Return, unchanged, the lines in the entries below starting at the one containing "query (the noun phrase to segment): hedge" and ending at the one containing "of the hedge", with both of those lines included.
** start EXTRACTED RECORDS **
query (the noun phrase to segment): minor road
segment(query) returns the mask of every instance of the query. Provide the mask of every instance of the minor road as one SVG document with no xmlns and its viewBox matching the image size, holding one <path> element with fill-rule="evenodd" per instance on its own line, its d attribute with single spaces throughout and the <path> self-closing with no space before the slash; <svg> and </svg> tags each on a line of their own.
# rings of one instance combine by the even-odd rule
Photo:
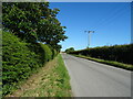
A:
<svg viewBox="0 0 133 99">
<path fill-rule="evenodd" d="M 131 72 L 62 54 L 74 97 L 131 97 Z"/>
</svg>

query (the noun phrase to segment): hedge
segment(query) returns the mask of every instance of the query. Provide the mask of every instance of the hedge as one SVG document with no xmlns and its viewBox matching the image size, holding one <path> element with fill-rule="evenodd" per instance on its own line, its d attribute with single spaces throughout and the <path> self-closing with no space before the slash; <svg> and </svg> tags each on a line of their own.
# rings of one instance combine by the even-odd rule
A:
** end EXTRACTED RECORDS **
** start EXTRACTED RECORDS **
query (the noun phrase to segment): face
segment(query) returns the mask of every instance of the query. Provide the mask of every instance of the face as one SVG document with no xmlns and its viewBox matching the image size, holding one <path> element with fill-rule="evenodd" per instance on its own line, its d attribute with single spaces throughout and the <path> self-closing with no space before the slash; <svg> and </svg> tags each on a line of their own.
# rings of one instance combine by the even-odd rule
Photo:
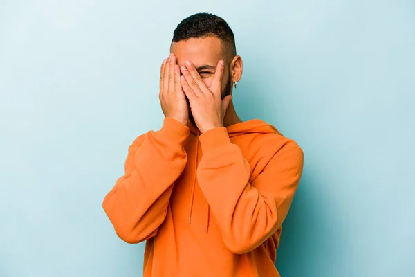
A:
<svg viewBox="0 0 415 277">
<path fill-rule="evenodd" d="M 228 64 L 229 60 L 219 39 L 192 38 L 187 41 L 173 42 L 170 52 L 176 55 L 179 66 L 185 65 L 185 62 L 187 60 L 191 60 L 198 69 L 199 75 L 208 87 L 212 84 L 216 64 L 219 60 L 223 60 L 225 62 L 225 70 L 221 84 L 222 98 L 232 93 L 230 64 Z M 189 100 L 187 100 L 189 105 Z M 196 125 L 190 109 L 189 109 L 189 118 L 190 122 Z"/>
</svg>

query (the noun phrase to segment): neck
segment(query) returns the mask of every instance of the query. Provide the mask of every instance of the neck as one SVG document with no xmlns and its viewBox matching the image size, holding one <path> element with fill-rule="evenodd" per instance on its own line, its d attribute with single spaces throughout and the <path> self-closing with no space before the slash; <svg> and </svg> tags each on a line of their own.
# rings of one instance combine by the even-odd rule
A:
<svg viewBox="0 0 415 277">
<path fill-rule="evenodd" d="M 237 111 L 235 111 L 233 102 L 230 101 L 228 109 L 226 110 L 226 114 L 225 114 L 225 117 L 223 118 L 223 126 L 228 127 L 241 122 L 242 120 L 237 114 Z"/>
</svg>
** end EXTRACTED RECORDS **
**TASK RESULT**
query (the noun phrase to segment): hedge
segment(query) returns the mask of every instance of the query. Provide the mask of every instance of the hedge as one SVG document with no xmlns and its viewBox matching the image size, holding one <path> element with fill-rule="evenodd" per instance on its own line, its d attribute with single spaces throughout and the <path> self-closing with no space before the slash; <svg> and </svg> tags each on a line of their own.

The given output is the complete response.